Passage provided:

Kyle Gotshalk is a citizen of the United States.
Source and Amount of Funds or Other Consideration
The 34,570,427 shares of common stock were acquired by Mr. Gotshalk between 10/2008 and 6/2010 for services rendered to the issuer, administrative work, public filings, signing bonus, and other Corporate work done by Mr. Gotshalk for the issuer.
Purpose of Transaction
The Reporting Person acquired the 34,570,427 shares of common stock for Services, Administrative and Corporate work for the Issuer, and Signing bonus, and may transfer or sell such shares as necessary and in accordance with applicable securities law.
The Reporting Person may acquire additional securities of the issuer.

Dataset content:
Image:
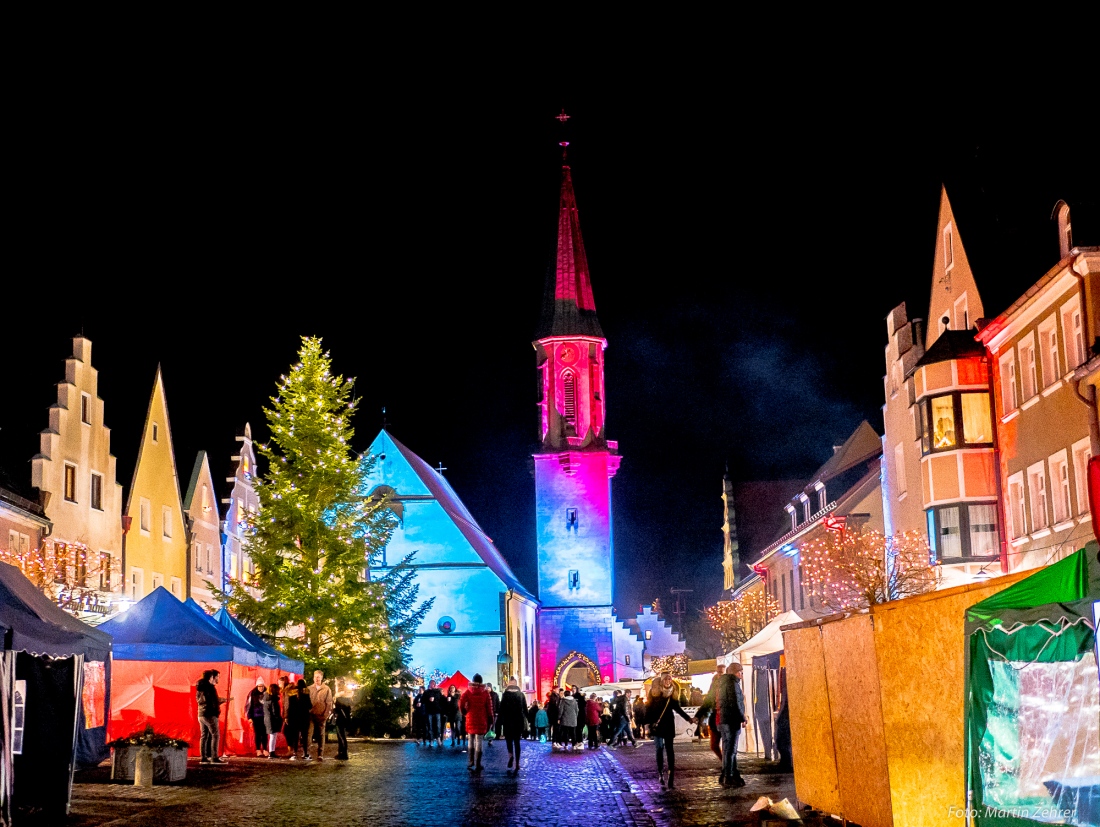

Exercises:
a: According to the filing about Kyle Gotshalk's shares, during what period did he acquire the 34,570,427 shares of common stock?
b: Proceed with the filing about Kyle Gotshalk's shares, picking up after its final sentence.
The data come from a separate source and are not part of the share filing.

Answers for the exercise:
a: Between 10/2008 and 6/2010.

b:
The Reporting Person has no plan or proposal which would relate to or would result in the following events:
An extraordinary corporate transaction, such as a merger, reorganization or liquidation, involving the issuer or any of its subsidiaries;
A sale or transfer of a material amount of assets of the issuer or any of its subsidiaries;
Any change in the present board of directors or management of the issuer, including any plans or proposals to change the number or term of directors or to fill any existing vacancies on the board;
Any material change in the present capitalization or dividend policy of the issuer;
Any other material change in the issuer's business or corporate structure including but not limited to, if the issuer is a registered closed-end investment company, any plans or proposals to make any changes in its investment policy for which a vote is required by section 13 of the Investment Company Act of 1940;
Changes in the issuer's charter, bylaws or instruments corresponding thereto or other actions which may impede the acquisition of control of the issuer by any person;
Causing a class of securities of the issuer to be delisted from a national securities exchange or to cease to be authorized to be quoted in an inter-dealer quotation system of a registered national securities association;
A class of equity securities of the issuer becoming eligible for termination of registration pursuant to Section 12(g)(4) of the Act; or
Any action similar to any of those enumerated above.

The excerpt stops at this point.